* [SHORT PROBLEM]:
Revise the passage on Passive House buildings in Vancouver by reproducing it from "Landa Global Properties" up to and including "meeting the Passive House standard.", with "two residential towers" changed to "a pair of residential towers".

* [TEXT PROVIDED]:

Eighth Avenue Development Group, Peak Construction and Cornerstore Architecture were involved in the building’s construction. B.C. Hydro also provided design assistance and resources to help achieve the Passive House standards.

The Courier profiled The Heights in 2016. Read about it here.

 

 

In a press release, Robertson stated: “It’s incredibly exciting to open The Heights, a shining example of how the private sector can help Vancouver create housing and reach our goal of becoming the greenest city in the world, one building at a time.”

It’s anticipated that residents’ annual heating energy bill will be one tenth of the average annual cost for a conventional homes of the same size.

“Our goal at Eighth Avenue is to be among the leaders developing the world’s most innovative, high-performance residential buildings,” Ed Kolic, principal of the Eighth Avenue Development Group, said in the same press release. “With The Heights, we’ve brought that to this East Vancouver community — a premium sustainable building that’s healthier, quieter, simpler to operate and uses less energy to heat than any other form of standard building.”

 

 

The Heights is among a growing number of buildings aiming to meet the Passive House standard. According to the city, 34 Passive House projects, featuring a total of 1,010 dwelling units, have been approved or are in the process of being approved in Vancouver. There are another 26 projects, which feature 630 dwelling units, in the works, which may or may not proceed to applications.

While “The Heights” is currently the largest Passive House project in Canada, it may not be for long.

Landa Global Properties is proposing two residential towers at 1444 Alberni St. and 740 Nicola St. in the West End, which envision meeting the Passive House standard.

The proposal is at the rezoning application stage but, if approved, the condos would be among the world’s tallest Passive House towers. Frank O’Brien from Western Investor outlined that project, and the challenges it faces, in October 2017. Read about it here

(A Passive House database, a project by the Passive House Institute, the Passivhaus Dienstleistung GmbH, the IG Passivhaus Deutschland and the iPHA (International Passive House Association) and Affiliates, tracks buildings built to the Passive House standard here.)

The Passive House approach is also being used for much smaller buildings in Vancouver, including a recently built home, as well as a multi-family home, in East Vancouver.

Meanwhile, construction on a cohousing project in the Riley Park neighbourhood, which is being built to meet Passive House standards, is expected to start in April, while a rezoning application is in the works for a “cohousing lite” complex at the corner of Main Street and Ontario Place that also proposes to meet the Passive House standard. (Stories about those projects can be found here and here.)

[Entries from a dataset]

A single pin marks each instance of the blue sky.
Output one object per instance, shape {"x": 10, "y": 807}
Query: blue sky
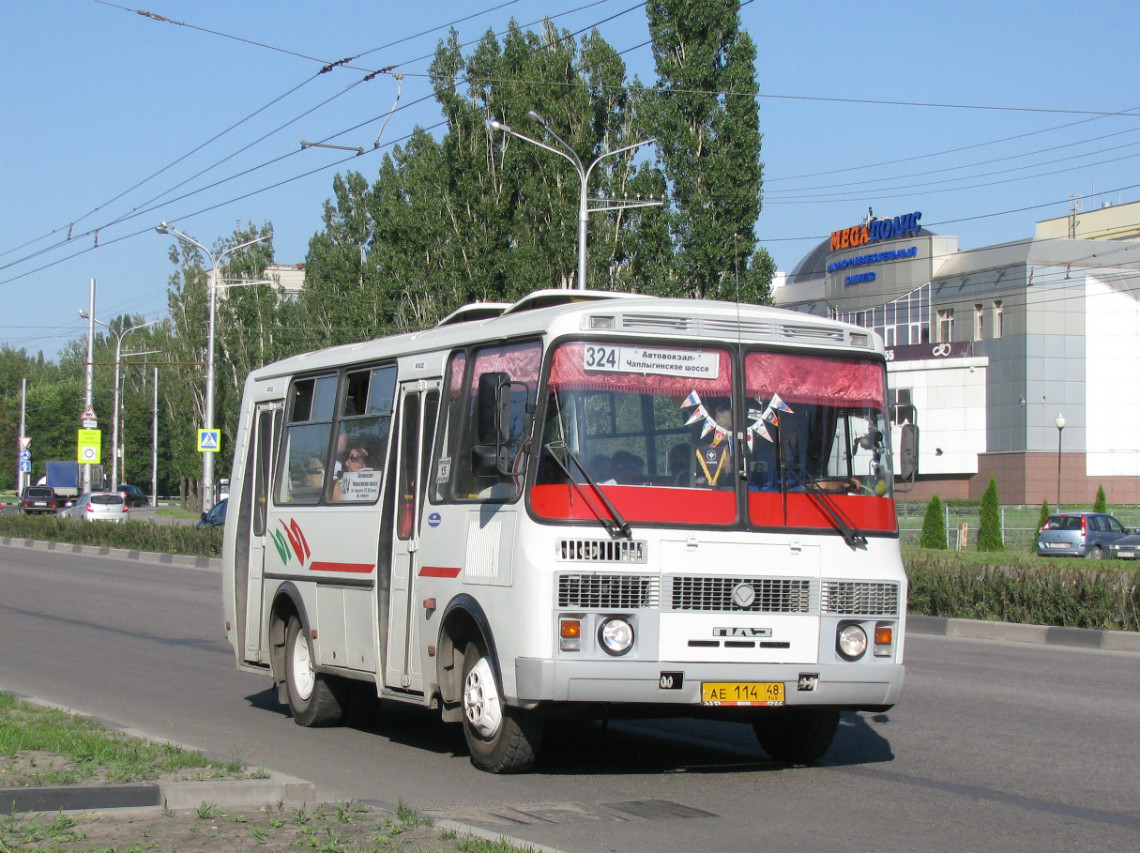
{"x": 985, "y": 116}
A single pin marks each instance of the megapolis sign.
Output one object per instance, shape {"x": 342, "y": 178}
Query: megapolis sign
{"x": 857, "y": 235}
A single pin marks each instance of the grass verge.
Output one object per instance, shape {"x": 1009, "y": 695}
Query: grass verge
{"x": 41, "y": 746}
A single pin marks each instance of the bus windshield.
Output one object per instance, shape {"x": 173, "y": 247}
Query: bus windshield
{"x": 697, "y": 437}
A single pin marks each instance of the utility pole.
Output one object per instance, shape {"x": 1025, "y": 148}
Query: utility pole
{"x": 86, "y": 470}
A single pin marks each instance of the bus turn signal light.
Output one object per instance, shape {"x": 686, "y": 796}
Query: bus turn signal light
{"x": 884, "y": 640}
{"x": 570, "y": 634}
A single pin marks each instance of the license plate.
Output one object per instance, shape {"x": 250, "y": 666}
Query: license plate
{"x": 742, "y": 692}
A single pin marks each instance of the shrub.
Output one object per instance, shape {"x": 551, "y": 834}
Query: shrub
{"x": 934, "y": 526}
{"x": 990, "y": 520}
{"x": 1100, "y": 504}
{"x": 944, "y": 584}
{"x": 130, "y": 535}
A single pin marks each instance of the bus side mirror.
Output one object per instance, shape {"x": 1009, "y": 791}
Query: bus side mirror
{"x": 909, "y": 453}
{"x": 493, "y": 425}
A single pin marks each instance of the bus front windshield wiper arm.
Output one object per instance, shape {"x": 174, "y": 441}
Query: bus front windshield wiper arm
{"x": 616, "y": 525}
{"x": 852, "y": 535}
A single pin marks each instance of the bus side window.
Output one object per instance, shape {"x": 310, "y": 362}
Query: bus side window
{"x": 302, "y": 469}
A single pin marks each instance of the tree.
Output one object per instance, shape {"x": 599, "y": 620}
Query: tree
{"x": 1100, "y": 504}
{"x": 934, "y": 526}
{"x": 706, "y": 120}
{"x": 990, "y": 522}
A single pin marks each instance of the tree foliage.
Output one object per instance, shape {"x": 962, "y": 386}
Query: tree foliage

* [ANSWER FOR THE TASK]:
Landa Global Properties is proposing a pair of residential towers at 1444 Alberni St. and 740 Nicola St. in the West End, which envision meeting the Passive House standard.